# The problem
Every entry is to be set down a second time, precisely as written.

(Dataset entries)

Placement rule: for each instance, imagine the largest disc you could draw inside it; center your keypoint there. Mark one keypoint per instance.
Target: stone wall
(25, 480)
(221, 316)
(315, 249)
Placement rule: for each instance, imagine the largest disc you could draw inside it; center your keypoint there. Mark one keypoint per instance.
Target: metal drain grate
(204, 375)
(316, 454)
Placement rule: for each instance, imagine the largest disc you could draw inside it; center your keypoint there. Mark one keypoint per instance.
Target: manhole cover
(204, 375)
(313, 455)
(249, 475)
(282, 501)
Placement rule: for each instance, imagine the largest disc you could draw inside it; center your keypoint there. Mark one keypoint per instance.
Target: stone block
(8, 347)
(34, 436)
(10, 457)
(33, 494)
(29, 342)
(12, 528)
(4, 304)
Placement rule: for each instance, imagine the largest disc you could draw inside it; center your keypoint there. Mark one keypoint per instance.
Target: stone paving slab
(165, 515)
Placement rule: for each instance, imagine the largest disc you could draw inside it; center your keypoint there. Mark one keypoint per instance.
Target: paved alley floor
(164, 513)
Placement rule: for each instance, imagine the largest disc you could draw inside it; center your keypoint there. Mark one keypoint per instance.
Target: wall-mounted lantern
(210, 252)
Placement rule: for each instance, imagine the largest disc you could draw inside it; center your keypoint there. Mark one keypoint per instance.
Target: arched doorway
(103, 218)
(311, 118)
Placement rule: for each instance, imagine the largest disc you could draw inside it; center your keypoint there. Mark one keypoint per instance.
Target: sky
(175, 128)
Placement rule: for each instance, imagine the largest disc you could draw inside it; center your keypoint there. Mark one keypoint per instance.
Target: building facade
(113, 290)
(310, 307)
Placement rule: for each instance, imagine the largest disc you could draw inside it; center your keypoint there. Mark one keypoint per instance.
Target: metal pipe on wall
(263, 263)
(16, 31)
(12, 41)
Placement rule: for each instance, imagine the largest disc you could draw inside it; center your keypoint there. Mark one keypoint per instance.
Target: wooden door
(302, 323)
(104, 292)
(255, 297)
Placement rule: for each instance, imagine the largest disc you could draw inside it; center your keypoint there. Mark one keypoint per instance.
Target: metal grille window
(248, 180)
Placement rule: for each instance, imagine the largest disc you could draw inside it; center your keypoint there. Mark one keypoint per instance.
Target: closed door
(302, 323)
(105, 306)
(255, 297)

# Written reply
Placement rule: for each instance, imagine the largest disc you could draw inside it; center your keypoint there. Mark one keypoint per instance.
Target: stone wall
(25, 480)
(221, 316)
(315, 249)
Placement rule: for each instance, imagine the largest disc you could draw inside it; center your keypoint there. Mark one keypoint per instance.
Target: metal drain grate
(204, 375)
(316, 454)
Placement rule: for each instance, imagine the largest disc you could draw inside it; center your keypoint there. Mark one keypoint per instance.
Target: manhole cover
(204, 375)
(313, 455)
(249, 475)
(282, 501)
Placement rule: for each instance, imagine the largest disc you could draw inside it; center your keypoint there. Mark one keypoint per instance.
Target: stone block
(8, 347)
(34, 436)
(10, 457)
(33, 494)
(29, 342)
(12, 528)
(4, 304)
Placement rule: for each instance, imagine the largest disc you could draw inside it; center your keypoint there. Mark one keypoint per instance.
Target: stone paving slab
(165, 515)
Placement rule: for each instance, imagine the largest disc you could draw inside it; center your keypoint there. Mark one keypoint per instance.
Target: paved alley floor
(164, 513)
Placement rule: for each instance, imagine the largest disc you could draw inside it; center your keypoint there. Mark one keypoint per instance.
Target: wall-mounted lantern
(210, 252)
Placement rule: for each instance, imagine the largest disc you could draw inside it; center your keypoint there. Mark one keypoint per instance.
Target: arched doorway
(103, 218)
(311, 118)
Placement rule: for each instance, imagine the largest disc you could draw inside it; center your keypoint there. Mark one keypoint per instance.
Target: sky
(175, 128)
Placement rule: for each instance, imagine the largest disc you could draw inside it; center your keypoint there. Mark one keypoint per instance.
Target: building facade
(113, 290)
(310, 307)
Placement rule: for each instance, imagine the largest disc you could draw inside it; center your keypoint there. Mark one keypoint per instance.
Target: metal pipe on wall
(263, 263)
(16, 31)
(12, 41)
Placement rule: for each instance, imagine the largest disc you could draw inside it; center your keypoint there. Mark one keypoint per instance.
Target: wooden door
(302, 323)
(104, 292)
(255, 297)
Placement rule: for each instance, imagine the largest disc you could draw inside it; center your keypoint there. Mark one keypoint per instance.
Target: metal grille window
(248, 180)
Placement rule: for each instance, imagine the largest disc you could draw inside it; center your keypoint there. Mark one keypoint per instance.
Target: closed door
(302, 323)
(105, 306)
(255, 297)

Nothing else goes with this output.